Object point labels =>
· · · · · · ·

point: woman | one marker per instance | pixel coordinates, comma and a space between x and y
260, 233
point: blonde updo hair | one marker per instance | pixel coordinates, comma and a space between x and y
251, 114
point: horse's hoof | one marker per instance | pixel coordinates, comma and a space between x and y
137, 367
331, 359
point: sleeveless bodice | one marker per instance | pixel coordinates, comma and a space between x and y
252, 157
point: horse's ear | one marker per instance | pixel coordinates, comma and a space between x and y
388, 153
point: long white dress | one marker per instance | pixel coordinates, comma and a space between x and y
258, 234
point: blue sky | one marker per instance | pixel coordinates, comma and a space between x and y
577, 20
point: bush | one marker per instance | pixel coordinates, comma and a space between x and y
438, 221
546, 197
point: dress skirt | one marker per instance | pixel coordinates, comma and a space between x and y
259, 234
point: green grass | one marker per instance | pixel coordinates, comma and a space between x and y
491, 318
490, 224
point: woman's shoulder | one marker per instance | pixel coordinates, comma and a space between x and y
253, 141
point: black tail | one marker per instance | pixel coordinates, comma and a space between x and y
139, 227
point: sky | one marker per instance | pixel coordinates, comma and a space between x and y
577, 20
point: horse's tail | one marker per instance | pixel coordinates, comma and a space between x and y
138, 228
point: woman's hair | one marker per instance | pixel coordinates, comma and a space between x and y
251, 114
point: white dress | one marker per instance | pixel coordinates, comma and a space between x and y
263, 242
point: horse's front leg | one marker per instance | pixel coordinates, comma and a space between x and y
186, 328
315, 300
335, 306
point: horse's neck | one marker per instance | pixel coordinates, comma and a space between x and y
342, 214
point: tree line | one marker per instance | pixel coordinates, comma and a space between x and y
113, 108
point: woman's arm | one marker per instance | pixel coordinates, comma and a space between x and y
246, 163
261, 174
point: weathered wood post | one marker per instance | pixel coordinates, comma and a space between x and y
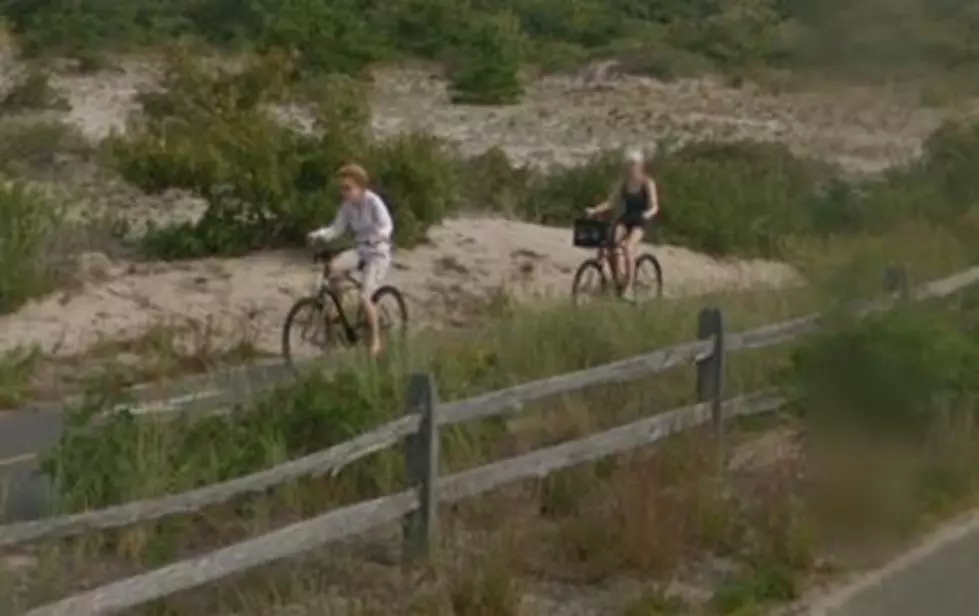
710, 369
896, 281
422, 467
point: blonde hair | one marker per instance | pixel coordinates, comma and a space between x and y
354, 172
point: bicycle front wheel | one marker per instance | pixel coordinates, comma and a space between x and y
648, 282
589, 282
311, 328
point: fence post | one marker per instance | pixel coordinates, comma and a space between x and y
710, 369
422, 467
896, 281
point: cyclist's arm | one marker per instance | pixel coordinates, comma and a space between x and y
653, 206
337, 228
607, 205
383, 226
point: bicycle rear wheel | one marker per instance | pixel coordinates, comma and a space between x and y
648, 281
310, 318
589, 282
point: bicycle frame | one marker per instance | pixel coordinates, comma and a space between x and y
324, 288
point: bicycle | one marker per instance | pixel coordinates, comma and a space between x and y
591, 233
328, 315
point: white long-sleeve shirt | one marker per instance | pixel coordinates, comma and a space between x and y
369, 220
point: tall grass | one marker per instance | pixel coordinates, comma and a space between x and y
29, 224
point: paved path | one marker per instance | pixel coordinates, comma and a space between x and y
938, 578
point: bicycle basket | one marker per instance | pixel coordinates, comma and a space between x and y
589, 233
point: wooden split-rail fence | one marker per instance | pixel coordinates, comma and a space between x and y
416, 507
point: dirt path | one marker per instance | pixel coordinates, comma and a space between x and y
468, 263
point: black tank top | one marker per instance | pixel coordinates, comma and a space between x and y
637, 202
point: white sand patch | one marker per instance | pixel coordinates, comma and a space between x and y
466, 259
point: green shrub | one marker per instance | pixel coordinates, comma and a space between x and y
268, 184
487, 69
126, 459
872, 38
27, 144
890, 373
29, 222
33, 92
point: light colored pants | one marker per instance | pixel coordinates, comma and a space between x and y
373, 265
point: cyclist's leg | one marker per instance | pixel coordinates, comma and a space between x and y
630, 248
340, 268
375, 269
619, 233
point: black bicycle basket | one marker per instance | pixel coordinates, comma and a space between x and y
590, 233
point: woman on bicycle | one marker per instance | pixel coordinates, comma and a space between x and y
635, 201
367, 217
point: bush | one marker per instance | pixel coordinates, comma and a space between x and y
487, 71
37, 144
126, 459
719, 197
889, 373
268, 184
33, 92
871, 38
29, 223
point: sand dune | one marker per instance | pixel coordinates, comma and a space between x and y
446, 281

· · · · · · ·

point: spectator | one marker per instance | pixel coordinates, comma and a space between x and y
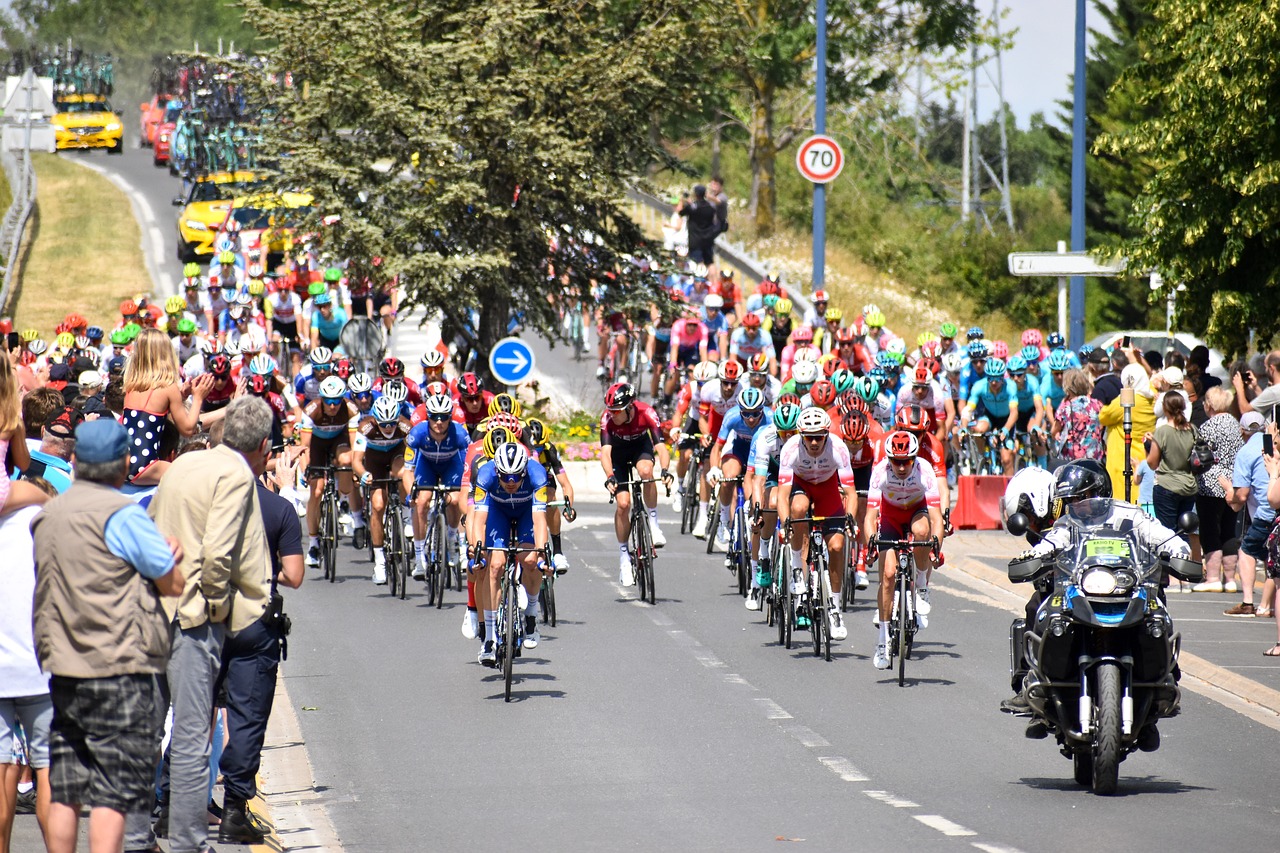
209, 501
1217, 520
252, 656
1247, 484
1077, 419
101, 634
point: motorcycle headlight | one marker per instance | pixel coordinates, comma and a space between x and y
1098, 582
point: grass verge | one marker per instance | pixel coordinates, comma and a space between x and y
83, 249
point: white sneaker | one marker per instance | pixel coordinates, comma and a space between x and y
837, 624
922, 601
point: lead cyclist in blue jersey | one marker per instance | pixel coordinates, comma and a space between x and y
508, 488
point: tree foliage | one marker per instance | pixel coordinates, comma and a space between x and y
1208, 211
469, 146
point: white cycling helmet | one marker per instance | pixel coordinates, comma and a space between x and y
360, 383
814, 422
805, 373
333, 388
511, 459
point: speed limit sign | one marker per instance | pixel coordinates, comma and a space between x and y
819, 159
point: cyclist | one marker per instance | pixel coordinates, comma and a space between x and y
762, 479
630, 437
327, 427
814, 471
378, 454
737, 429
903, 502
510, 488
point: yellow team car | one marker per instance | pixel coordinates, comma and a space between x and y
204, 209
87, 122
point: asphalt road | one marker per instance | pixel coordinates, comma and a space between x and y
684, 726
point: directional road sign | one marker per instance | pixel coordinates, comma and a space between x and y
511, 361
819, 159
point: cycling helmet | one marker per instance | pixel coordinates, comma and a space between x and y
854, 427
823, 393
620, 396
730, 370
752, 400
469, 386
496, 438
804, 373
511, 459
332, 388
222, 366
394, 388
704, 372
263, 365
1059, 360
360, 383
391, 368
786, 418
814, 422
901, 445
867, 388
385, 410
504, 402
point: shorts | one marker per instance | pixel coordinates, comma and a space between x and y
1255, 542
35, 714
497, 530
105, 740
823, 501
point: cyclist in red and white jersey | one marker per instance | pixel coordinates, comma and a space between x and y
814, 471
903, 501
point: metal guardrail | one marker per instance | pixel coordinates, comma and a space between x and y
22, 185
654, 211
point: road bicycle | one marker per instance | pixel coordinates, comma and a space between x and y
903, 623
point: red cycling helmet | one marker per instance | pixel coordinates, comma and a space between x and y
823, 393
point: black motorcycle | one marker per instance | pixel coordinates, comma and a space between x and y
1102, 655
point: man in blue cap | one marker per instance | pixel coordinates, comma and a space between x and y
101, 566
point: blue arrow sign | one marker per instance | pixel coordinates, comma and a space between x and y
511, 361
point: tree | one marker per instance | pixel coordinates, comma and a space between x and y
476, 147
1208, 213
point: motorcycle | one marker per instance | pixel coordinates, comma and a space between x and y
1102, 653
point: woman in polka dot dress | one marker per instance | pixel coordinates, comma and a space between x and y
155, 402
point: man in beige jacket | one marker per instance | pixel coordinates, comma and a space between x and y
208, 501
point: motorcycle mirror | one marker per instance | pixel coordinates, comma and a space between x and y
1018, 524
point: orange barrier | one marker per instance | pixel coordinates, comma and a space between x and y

· · · · · · ·

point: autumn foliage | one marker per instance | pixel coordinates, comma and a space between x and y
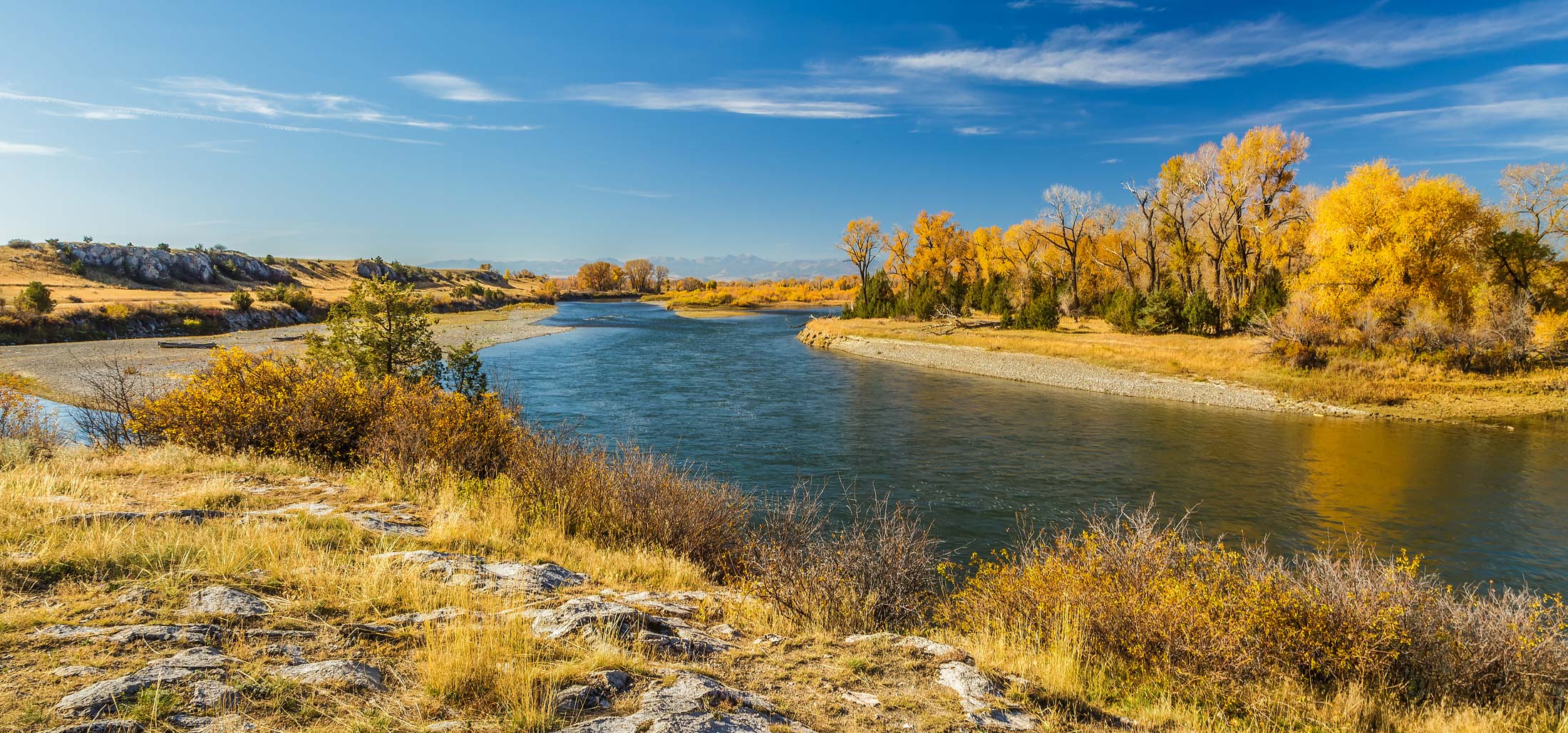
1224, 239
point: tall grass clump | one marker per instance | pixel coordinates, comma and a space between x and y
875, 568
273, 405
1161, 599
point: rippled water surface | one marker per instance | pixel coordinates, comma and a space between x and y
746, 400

· · · · · · ·

WORK REQUIRED => Collect every line of the records that contains the word "road", and list those lines.

RESULT FOR THIS EXERCISE =>
point: asphalt road | one marker per instance | pixel coordinates, comma and a space between x and y
point: directional road sign | one marker per instance | pixel coordinates, comma and a space between x and y
point: road bicycle | one marker per instance | pixel coordinates, comma and a space between x and y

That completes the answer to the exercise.